To do =>
Tally how many lines of the records below contain the word "yellow", with case counting, and reply with only that number.

Information supplied =>
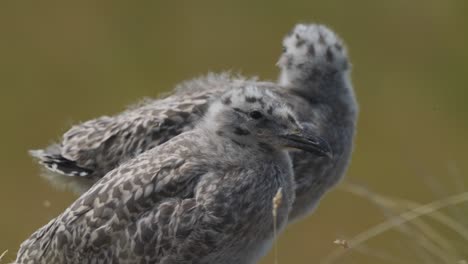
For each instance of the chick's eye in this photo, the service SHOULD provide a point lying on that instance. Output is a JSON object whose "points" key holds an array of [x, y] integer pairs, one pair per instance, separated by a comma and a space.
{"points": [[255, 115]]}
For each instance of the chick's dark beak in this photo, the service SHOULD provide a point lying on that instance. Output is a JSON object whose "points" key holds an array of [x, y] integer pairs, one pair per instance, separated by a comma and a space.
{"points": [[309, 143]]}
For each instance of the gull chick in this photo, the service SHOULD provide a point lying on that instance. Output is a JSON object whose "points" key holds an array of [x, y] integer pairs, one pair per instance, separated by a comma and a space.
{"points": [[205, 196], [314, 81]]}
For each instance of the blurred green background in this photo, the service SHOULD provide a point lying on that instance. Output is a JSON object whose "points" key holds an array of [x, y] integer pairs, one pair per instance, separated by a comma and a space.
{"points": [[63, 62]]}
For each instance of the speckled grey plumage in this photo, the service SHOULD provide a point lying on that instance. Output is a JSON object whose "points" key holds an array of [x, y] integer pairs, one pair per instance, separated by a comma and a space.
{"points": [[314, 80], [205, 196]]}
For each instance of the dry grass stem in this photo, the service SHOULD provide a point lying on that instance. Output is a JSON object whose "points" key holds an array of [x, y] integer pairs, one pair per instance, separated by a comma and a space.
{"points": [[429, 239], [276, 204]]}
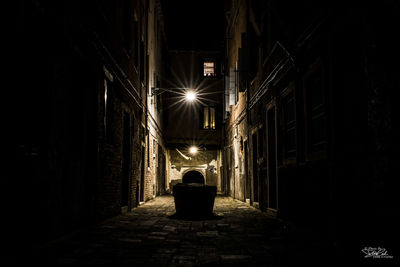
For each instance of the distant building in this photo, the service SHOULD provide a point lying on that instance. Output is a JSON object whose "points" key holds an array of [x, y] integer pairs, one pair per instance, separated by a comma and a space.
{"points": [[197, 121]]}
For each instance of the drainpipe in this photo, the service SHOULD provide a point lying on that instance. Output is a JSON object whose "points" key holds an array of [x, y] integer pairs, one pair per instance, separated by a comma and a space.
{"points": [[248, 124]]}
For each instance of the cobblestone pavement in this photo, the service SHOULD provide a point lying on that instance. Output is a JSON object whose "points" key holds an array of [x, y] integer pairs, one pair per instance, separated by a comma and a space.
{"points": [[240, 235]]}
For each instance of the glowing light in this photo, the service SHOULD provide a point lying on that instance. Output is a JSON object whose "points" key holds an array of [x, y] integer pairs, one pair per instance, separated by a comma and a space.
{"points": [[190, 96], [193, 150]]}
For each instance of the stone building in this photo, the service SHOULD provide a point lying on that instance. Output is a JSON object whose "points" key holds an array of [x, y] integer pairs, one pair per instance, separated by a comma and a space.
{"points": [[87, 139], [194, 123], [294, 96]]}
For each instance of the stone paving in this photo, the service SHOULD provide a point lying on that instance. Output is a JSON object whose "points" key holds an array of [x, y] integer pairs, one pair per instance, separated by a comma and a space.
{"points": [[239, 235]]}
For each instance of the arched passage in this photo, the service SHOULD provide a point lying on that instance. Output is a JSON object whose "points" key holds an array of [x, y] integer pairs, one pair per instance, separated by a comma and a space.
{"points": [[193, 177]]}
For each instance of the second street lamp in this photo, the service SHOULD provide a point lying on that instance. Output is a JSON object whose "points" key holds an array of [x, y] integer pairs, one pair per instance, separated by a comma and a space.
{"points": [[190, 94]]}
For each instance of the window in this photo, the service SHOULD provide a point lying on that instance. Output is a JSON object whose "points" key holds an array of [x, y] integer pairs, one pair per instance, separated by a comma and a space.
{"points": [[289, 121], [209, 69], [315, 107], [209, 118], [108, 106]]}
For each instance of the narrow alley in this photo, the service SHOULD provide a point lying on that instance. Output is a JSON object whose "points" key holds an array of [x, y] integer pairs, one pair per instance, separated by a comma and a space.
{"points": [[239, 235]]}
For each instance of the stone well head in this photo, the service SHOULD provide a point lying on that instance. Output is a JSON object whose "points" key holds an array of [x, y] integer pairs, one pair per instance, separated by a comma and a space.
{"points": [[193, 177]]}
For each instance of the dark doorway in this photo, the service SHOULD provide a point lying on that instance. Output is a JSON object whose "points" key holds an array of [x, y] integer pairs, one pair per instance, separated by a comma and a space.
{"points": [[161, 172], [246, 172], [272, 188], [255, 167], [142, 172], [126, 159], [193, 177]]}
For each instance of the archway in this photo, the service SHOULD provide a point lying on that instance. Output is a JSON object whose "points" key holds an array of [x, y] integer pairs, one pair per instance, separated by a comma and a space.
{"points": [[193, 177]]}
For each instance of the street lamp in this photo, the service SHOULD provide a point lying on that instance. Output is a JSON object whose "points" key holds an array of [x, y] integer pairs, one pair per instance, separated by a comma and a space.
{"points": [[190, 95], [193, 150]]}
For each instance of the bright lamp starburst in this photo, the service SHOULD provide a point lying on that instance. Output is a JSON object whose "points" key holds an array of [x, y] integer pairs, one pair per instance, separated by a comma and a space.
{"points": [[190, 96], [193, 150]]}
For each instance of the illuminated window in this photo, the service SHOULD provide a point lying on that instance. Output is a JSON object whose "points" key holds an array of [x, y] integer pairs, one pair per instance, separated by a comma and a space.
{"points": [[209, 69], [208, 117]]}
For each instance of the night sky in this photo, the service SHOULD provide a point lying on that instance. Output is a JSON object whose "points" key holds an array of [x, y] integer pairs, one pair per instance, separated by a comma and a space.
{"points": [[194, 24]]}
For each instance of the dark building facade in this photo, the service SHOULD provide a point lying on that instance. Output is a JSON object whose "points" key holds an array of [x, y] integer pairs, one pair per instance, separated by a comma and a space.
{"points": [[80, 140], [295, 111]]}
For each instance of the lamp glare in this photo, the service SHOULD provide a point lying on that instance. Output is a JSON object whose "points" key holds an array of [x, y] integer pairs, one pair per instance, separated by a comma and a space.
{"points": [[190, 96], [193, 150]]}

* * *

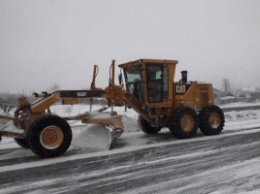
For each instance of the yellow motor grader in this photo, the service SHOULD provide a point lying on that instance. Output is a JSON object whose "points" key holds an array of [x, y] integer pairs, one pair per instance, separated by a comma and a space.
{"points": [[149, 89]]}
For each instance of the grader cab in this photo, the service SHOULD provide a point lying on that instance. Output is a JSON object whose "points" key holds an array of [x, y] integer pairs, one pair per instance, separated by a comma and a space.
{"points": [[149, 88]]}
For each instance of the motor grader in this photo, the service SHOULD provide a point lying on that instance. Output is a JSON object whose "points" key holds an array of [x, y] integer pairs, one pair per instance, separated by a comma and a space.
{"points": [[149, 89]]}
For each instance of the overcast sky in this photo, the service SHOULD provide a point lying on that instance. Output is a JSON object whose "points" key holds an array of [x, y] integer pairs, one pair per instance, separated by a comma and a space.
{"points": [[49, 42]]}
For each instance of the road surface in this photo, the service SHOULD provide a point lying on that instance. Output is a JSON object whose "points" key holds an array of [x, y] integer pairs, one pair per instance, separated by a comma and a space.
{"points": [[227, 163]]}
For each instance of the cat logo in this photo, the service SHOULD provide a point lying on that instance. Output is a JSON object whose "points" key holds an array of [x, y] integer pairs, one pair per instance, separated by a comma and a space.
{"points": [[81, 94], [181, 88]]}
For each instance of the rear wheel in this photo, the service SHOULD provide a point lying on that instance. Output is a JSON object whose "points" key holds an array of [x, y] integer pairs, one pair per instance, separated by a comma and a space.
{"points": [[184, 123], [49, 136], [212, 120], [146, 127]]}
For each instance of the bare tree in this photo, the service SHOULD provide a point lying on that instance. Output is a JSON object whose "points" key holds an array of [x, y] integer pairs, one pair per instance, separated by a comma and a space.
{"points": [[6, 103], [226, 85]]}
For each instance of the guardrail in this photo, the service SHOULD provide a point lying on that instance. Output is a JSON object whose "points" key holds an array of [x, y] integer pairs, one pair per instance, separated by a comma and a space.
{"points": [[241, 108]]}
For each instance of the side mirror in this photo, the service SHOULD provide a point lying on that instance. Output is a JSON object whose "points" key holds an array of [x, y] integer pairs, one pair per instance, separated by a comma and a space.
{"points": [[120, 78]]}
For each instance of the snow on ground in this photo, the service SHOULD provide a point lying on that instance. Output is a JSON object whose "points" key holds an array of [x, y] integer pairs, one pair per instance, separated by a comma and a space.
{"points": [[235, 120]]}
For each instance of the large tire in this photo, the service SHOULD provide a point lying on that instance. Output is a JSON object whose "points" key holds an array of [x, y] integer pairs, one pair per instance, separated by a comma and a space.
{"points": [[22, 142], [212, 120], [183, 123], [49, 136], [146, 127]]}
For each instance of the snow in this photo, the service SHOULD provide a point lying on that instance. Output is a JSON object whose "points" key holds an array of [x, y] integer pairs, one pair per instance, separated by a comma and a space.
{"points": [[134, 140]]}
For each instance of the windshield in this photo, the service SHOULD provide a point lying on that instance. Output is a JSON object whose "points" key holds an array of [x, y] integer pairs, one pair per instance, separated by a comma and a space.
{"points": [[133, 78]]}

* * *

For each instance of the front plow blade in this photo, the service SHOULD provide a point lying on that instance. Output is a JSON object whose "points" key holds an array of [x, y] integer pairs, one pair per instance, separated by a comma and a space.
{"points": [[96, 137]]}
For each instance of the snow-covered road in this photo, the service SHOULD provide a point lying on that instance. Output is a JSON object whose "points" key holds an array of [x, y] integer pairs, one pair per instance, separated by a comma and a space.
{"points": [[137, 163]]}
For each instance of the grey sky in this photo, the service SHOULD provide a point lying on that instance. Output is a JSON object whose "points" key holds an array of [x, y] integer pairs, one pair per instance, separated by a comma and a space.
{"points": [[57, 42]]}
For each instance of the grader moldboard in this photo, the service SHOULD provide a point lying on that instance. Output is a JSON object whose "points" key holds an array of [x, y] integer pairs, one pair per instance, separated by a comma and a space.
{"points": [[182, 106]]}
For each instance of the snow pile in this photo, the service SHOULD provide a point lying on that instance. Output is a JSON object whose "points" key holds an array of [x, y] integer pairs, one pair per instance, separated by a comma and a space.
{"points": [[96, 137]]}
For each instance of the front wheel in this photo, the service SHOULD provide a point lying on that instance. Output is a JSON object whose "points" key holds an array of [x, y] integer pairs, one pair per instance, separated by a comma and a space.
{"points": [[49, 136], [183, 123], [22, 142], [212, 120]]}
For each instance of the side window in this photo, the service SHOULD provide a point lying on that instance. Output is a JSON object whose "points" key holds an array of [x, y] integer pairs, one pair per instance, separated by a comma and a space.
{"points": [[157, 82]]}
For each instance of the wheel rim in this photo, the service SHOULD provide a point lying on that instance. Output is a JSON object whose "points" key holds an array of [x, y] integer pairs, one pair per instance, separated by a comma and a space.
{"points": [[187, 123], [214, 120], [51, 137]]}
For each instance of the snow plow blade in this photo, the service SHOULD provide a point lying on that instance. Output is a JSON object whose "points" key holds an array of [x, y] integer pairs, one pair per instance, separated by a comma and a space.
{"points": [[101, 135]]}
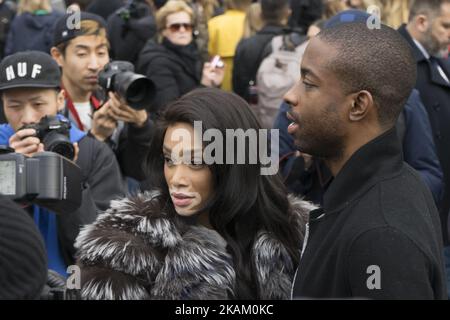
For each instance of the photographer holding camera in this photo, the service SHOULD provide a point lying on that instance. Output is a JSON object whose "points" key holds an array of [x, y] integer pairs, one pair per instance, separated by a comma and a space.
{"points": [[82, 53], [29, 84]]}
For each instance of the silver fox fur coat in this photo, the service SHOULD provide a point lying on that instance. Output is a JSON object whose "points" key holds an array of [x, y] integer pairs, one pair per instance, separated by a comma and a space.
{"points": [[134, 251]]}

The reply =>
1